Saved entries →

::::::::

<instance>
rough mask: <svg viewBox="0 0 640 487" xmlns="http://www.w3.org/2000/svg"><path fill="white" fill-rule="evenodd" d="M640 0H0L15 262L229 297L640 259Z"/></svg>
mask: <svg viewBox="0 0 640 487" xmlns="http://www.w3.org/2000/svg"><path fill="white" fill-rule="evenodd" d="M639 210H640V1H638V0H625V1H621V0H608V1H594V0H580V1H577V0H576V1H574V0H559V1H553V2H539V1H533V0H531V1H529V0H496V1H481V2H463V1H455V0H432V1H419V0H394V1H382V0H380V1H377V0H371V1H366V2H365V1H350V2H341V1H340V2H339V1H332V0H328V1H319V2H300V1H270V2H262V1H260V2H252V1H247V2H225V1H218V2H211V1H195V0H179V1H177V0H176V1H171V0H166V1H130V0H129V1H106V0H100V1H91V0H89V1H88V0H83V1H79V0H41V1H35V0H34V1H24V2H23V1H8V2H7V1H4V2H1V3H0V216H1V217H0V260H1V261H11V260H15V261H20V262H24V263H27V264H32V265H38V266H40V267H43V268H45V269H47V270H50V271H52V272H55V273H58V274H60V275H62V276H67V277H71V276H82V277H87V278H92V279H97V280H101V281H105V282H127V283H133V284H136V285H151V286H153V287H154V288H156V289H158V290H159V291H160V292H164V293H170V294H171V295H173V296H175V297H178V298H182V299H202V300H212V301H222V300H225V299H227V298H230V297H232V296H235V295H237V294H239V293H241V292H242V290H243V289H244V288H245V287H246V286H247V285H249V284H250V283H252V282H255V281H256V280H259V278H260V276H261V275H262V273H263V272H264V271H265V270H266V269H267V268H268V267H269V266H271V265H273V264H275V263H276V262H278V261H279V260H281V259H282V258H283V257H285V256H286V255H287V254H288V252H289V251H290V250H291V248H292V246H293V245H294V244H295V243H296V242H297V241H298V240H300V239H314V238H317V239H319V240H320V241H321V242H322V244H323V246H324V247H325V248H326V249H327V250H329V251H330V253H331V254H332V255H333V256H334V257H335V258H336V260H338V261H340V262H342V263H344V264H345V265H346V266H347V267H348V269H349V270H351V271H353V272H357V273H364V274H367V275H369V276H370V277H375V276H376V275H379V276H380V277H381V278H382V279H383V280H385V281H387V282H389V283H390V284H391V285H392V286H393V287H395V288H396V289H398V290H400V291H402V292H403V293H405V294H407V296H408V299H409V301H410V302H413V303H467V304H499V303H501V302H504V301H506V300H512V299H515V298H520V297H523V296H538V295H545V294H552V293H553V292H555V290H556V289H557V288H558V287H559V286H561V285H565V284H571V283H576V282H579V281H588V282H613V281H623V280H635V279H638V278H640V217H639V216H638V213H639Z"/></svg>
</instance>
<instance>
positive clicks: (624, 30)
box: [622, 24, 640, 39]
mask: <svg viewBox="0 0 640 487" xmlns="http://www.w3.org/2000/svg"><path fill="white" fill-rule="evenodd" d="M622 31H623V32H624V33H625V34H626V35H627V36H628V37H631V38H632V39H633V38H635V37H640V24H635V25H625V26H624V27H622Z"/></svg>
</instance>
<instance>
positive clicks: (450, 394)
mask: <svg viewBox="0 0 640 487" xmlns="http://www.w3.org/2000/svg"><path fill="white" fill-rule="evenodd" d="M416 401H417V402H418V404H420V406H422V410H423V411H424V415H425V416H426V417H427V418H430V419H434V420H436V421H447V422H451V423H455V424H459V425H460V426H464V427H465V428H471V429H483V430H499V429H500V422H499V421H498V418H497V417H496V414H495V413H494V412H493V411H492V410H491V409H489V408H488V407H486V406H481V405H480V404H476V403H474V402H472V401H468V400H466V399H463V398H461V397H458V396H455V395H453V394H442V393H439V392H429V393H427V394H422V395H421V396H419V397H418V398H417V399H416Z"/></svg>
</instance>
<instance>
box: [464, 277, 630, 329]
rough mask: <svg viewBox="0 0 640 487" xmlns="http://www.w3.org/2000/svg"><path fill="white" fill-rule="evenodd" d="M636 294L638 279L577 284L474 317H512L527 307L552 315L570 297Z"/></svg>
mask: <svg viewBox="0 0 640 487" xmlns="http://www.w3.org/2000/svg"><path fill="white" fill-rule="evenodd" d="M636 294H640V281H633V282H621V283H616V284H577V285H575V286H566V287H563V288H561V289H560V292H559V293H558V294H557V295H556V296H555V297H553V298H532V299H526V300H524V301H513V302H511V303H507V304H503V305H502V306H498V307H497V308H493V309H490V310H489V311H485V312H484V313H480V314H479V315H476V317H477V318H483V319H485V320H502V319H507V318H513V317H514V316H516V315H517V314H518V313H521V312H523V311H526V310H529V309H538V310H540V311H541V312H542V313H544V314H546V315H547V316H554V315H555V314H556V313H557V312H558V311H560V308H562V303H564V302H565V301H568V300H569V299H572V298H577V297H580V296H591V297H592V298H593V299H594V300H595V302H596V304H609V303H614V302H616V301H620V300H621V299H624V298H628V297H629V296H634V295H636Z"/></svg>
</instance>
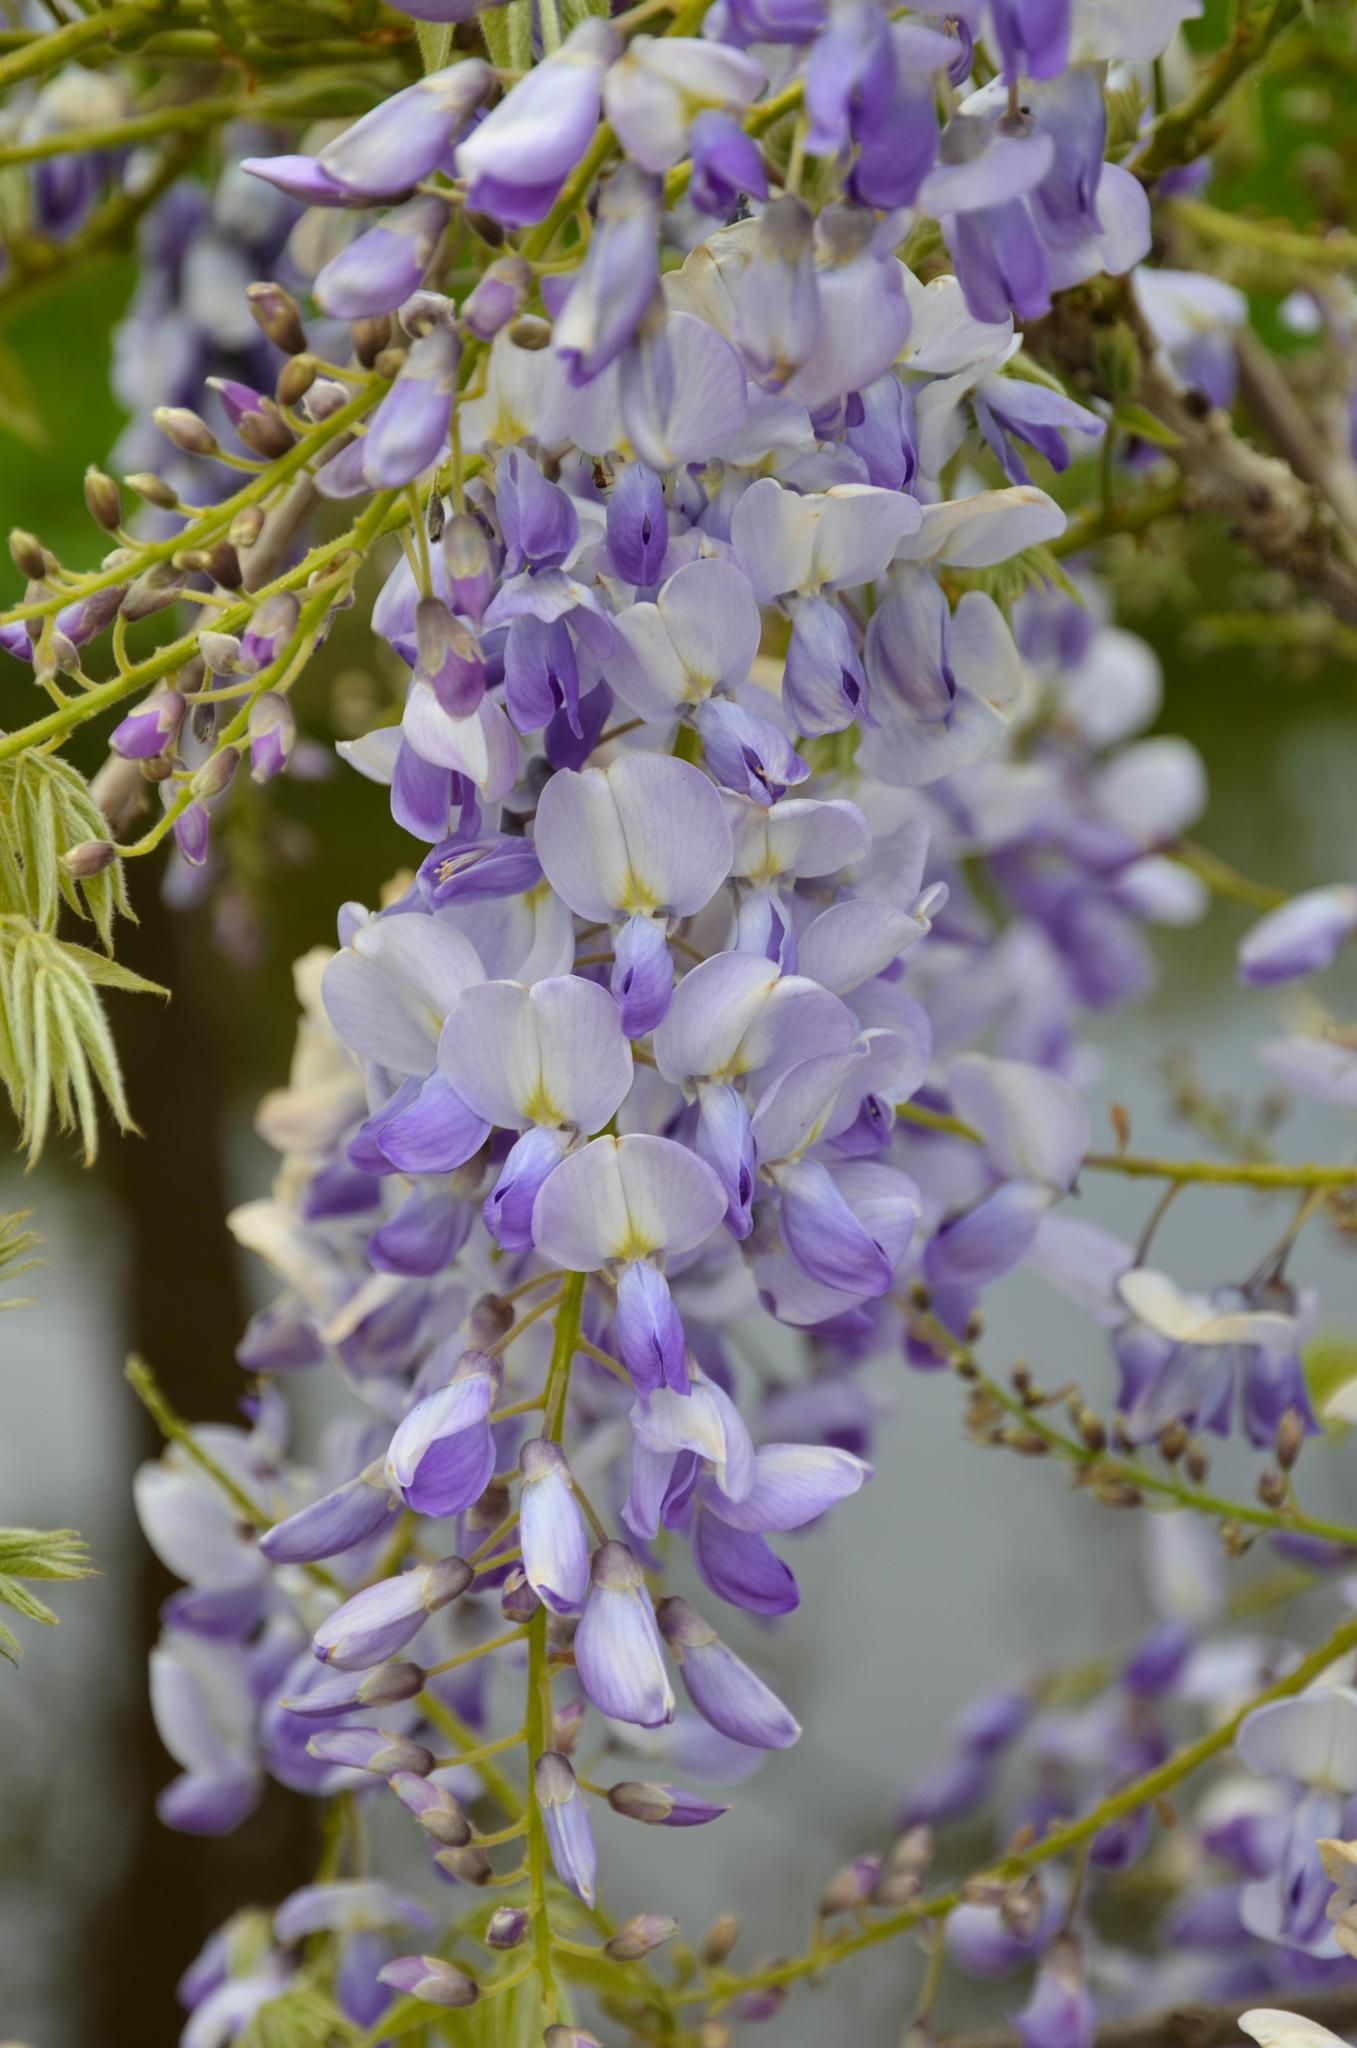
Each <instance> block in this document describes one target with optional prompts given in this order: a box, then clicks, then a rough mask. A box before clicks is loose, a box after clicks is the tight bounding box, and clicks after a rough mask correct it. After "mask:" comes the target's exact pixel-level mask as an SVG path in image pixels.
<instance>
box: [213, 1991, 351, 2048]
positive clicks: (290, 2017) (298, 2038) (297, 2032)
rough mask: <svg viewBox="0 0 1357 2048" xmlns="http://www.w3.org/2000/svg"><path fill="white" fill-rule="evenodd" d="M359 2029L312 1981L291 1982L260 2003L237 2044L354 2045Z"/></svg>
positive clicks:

::::::::

ASSIGNMENT →
Your answer must contain the full data, repeated exactly, without pictures.

OUTPUT →
<instance>
rough mask: <svg viewBox="0 0 640 487" xmlns="http://www.w3.org/2000/svg"><path fill="white" fill-rule="evenodd" d="M640 0H0L15 262L229 297L640 259Z"/></svg>
mask: <svg viewBox="0 0 640 487" xmlns="http://www.w3.org/2000/svg"><path fill="white" fill-rule="evenodd" d="M639 210H640V1H638V0H625V1H621V0H608V1H594V0H580V1H577V0H576V1H574V0H559V1H553V2H539V1H533V0H531V1H529V0H496V1H481V2H463V1H455V0H432V1H419V0H394V1H382V0H380V1H377V0H371V1H366V2H365V1H350V2H341V1H340V2H339V1H332V0H328V1H319V2H300V1H270V2H262V1H260V2H252V1H247V2H225V1H218V2H211V1H195V0H179V1H177V0H176V1H171V0H166V1H130V0H129V1H106V0H100V1H91V0H89V1H88V0H83V1H79V0H41V1H35V0H34V1H24V2H23V1H8V2H7V1H4V2H1V3H0V216H1V217H0V260H1V261H11V260H15V261H20V262H24V263H27V264H32V265H38V266H40V267H43V268H45V269H47V270H50V271H52V272H55V273H58V274H60V275H62V276H67V277H71V276H82V277H87V278H92V279H97V280H101V281H105V282H127V283H133V284H136V285H151V286H153V287H154V288H156V289H158V290H159V291H160V292H164V293H170V294H171V295H173V296H175V297H178V298H182V299H202V300H212V301H222V300H225V299H227V298H230V297H232V296H235V295H237V294H239V293H241V292H242V290H243V289H244V288H245V287H246V286H247V285H249V284H250V283H252V282H255V281H256V280H259V278H260V276H261V275H262V273H263V272H264V271H265V270H266V269H267V268H268V267H269V266H271V265H273V264H275V263H276V262H278V261H279V260H281V259H282V258H283V257H285V256H286V255H287V254H288V252H289V251H290V250H291V248H292V246H293V245H294V244H295V243H296V242H297V241H298V240H300V239H314V238H317V239H319V240H320V241H321V242H322V244H323V246H324V247H325V248H326V249H327V250H329V251H330V253H331V254H332V255H333V256H334V257H335V258H336V260H338V261H340V262H342V263H344V264H345V265H346V266H347V267H348V269H349V270H351V271H353V272H357V273H364V274H367V275H369V276H370V277H375V276H376V275H379V276H380V277H381V278H382V279H383V280H385V281H387V282H389V283H390V284H391V285H392V286H393V287H395V288H396V289H398V290H400V291H402V292H403V293H405V294H407V296H408V299H409V301H410V302H413V303H467V304H499V303H501V302H504V301H506V300H512V299H515V298H520V297H523V296H538V295H545V294H552V293H553V292H555V290H556V289H557V288H558V287H559V286H561V285H565V284H571V283H576V282H579V281H588V282H613V281H623V280H635V279H638V278H640V217H639V216H638V213H639Z"/></svg>
</instance>
<instance>
positive clicks: (624, 30)
box: [622, 24, 640, 39]
mask: <svg viewBox="0 0 640 487" xmlns="http://www.w3.org/2000/svg"><path fill="white" fill-rule="evenodd" d="M622 31H623V32H624V33H625V34H626V35H627V36H628V37H631V38H632V39H633V38H635V37H640V24H635V25H625V26H624V27H622Z"/></svg>
</instance>
<instance>
positive clicks: (450, 394)
mask: <svg viewBox="0 0 640 487" xmlns="http://www.w3.org/2000/svg"><path fill="white" fill-rule="evenodd" d="M416 401H417V402H418V404H420V406H422V410H423V411H424V415H425V416H426V417H427V418H430V419H434V420H436V421H447V422H451V423H455V424H459V425H460V426H464V427H465V428H471V429H483V430H499V429H500V422H499V421H498V418H497V417H496V414H495V413H494V412H493V411H492V410H491V409H489V408H488V407H486V406H481V405H480V404H476V403H474V402H472V401H468V400H466V399H463V398H461V397H458V396H455V395H453V394H442V393H439V392H429V393H427V394H422V395H421V396H419V397H418V398H417V399H416Z"/></svg>
</instance>
<instance>
box: [464, 277, 630, 329]
rough mask: <svg viewBox="0 0 640 487" xmlns="http://www.w3.org/2000/svg"><path fill="white" fill-rule="evenodd" d="M636 294L638 279L577 284L474 317H512L527 307L552 315L570 297Z"/></svg>
mask: <svg viewBox="0 0 640 487" xmlns="http://www.w3.org/2000/svg"><path fill="white" fill-rule="evenodd" d="M636 294H640V281H633V282H621V283H616V284H577V285H575V286H566V287H563V288H561V289H560V292H559V293H558V294H557V295H556V296H555V297H553V298H532V299H526V300H524V301H513V302H511V303H507V304H503V305H502V306H498V307H497V308H493V309H490V310H489V311H485V312H484V313H480V314H479V315H476V317H477V318H483V319H485V320H502V319H507V318H513V317H514V316H516V315H517V314H518V313H521V312H523V311H526V310H529V309H538V310H540V311H541V312H542V313H544V314H546V315H547V316H554V315H555V314H556V313H557V312H558V311H560V308H562V303H564V302H565V301H568V300H569V299H572V298H577V297H580V296H591V297H592V298H593V299H594V300H595V302H596V304H609V303H614V302H616V301H620V300H621V299H624V298H628V297H629V296H634V295H636Z"/></svg>
</instance>
Each <instance> block in this document describes one target with optional prompts given in this order: a box, then clicks, then a rough mask. A box before clicks is loose, a box after clicks is the tight bounding box, and clicks after a rough mask correct it. After "mask:" comes the target's exact pixel-level mask as an SVG path in image pixels.
<instance>
box: [213, 1991, 351, 2048]
positive clicks: (290, 2017) (298, 2038) (297, 2032)
rough mask: <svg viewBox="0 0 1357 2048" xmlns="http://www.w3.org/2000/svg"><path fill="white" fill-rule="evenodd" d="M359 2029L312 1981L291 1982L260 2003L237 2044L354 2045Z"/></svg>
positive clicks:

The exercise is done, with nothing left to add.